## Short exercise:
Pull out every line of the entries below that contains the string "forest". Case counts.

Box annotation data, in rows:
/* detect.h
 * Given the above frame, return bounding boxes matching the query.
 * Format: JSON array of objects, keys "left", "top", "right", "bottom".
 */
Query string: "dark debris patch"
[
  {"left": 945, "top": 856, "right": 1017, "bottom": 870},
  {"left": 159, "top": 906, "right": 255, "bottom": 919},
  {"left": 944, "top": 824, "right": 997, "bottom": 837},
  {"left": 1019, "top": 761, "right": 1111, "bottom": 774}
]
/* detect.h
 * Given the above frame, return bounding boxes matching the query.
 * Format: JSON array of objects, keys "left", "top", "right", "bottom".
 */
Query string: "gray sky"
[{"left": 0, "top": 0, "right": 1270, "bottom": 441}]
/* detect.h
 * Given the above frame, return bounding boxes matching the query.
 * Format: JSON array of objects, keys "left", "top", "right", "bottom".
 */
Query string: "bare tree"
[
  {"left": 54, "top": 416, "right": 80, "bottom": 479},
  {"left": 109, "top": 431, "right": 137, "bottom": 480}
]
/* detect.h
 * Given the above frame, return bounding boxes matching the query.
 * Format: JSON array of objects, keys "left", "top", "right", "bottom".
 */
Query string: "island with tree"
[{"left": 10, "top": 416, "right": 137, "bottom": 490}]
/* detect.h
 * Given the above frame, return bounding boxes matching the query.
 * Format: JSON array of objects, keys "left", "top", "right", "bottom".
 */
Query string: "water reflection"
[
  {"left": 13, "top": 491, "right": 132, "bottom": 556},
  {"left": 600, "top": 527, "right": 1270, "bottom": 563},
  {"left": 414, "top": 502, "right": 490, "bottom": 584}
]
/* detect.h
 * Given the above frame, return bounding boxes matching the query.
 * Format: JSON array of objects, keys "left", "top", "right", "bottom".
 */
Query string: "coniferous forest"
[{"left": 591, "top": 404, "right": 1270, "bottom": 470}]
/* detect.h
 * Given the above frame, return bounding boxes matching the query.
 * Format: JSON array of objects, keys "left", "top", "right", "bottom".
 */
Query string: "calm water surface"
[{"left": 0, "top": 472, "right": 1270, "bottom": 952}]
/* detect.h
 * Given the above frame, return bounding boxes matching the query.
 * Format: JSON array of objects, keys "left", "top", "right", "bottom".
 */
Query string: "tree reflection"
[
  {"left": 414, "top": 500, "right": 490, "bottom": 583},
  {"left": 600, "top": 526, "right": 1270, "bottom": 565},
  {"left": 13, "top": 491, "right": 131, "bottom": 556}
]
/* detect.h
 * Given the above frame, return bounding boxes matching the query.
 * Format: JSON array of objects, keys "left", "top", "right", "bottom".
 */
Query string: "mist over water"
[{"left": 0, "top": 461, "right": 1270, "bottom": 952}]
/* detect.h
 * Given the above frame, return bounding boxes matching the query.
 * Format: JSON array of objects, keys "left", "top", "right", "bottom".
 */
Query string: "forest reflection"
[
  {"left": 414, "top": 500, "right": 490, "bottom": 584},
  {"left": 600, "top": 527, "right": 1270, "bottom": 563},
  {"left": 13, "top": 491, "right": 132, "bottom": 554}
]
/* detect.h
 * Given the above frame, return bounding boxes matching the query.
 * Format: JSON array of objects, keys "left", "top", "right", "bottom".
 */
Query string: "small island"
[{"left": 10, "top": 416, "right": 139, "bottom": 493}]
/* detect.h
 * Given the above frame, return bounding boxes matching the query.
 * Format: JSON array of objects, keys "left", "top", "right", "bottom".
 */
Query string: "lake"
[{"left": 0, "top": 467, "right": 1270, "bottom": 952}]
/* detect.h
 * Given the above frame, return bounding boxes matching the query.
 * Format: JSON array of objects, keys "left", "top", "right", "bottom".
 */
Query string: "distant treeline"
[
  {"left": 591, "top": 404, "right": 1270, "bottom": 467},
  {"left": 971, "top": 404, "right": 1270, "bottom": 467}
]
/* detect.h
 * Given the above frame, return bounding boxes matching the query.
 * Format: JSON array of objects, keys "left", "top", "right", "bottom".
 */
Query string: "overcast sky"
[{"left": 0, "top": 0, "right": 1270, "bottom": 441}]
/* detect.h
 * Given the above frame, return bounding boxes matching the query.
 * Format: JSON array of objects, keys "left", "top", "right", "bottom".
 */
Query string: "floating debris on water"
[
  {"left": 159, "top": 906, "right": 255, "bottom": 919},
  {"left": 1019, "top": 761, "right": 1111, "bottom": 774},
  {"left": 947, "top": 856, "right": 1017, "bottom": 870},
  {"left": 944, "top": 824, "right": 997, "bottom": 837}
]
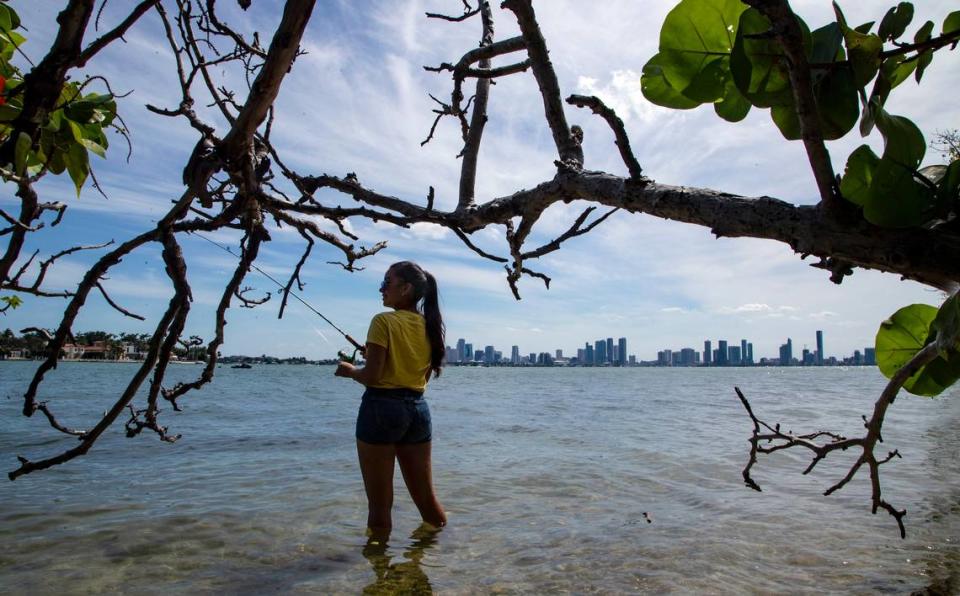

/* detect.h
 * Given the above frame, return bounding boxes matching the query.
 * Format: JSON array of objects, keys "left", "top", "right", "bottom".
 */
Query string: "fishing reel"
[
  {"left": 337, "top": 334, "right": 367, "bottom": 364},
  {"left": 337, "top": 348, "right": 360, "bottom": 364}
]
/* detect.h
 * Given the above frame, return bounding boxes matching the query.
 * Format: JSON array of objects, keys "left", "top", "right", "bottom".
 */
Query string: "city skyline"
[
  {"left": 0, "top": 0, "right": 960, "bottom": 359},
  {"left": 446, "top": 329, "right": 876, "bottom": 366}
]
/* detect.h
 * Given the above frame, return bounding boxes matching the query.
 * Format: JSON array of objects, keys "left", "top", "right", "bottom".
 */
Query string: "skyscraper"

## Answer to this task:
Query string: "coniferous forest"
Query string: "forest reflection"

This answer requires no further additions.